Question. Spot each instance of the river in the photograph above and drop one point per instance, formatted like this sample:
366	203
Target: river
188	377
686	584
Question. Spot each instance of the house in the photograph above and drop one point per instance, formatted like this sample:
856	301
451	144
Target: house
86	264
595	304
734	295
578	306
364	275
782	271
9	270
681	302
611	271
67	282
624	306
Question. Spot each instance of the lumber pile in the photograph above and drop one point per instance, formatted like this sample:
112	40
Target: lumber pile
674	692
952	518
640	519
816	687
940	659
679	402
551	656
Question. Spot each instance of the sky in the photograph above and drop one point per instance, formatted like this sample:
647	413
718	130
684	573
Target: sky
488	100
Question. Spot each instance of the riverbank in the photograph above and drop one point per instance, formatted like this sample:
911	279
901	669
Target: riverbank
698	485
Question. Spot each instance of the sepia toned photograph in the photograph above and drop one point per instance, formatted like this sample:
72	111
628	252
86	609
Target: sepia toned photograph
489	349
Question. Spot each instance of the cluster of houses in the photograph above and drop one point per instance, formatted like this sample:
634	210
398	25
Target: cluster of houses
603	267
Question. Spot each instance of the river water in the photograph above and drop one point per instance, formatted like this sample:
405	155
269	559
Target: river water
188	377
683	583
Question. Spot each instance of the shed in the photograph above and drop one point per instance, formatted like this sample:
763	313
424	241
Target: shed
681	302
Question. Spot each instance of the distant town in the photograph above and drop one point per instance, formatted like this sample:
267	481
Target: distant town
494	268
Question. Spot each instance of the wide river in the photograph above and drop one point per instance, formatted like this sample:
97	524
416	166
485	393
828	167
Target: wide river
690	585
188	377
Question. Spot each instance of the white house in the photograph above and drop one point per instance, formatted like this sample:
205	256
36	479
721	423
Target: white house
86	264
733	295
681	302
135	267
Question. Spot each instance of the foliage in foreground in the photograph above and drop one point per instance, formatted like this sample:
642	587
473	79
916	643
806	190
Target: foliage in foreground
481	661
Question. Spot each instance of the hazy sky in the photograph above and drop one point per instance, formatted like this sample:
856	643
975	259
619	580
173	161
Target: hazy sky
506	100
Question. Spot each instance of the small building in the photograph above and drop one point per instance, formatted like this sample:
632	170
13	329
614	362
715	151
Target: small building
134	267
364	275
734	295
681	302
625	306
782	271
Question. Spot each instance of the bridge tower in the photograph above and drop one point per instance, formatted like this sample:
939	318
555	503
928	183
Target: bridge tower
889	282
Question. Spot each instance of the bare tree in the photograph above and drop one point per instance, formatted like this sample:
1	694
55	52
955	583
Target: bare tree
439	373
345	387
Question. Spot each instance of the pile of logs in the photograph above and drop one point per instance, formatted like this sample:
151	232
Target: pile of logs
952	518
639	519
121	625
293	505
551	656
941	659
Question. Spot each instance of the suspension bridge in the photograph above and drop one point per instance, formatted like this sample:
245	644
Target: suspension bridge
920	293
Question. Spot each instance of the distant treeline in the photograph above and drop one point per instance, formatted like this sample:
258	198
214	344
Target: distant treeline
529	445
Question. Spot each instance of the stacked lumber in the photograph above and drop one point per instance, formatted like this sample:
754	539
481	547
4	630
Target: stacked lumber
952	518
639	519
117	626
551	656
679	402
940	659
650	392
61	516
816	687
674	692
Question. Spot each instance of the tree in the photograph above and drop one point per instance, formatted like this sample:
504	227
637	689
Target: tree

********

WHAT THE TASK REQUIRES:
A faithful copy is required of the lines from the one with "Question. Spot each instance of the tree" through the last line of the data; please add nothing.

ANSWER BOX:
Question. Spot each instance of the tree in the photograph above and drop one point per instance, formatted like this sample:
504	227
637	689
Target: tree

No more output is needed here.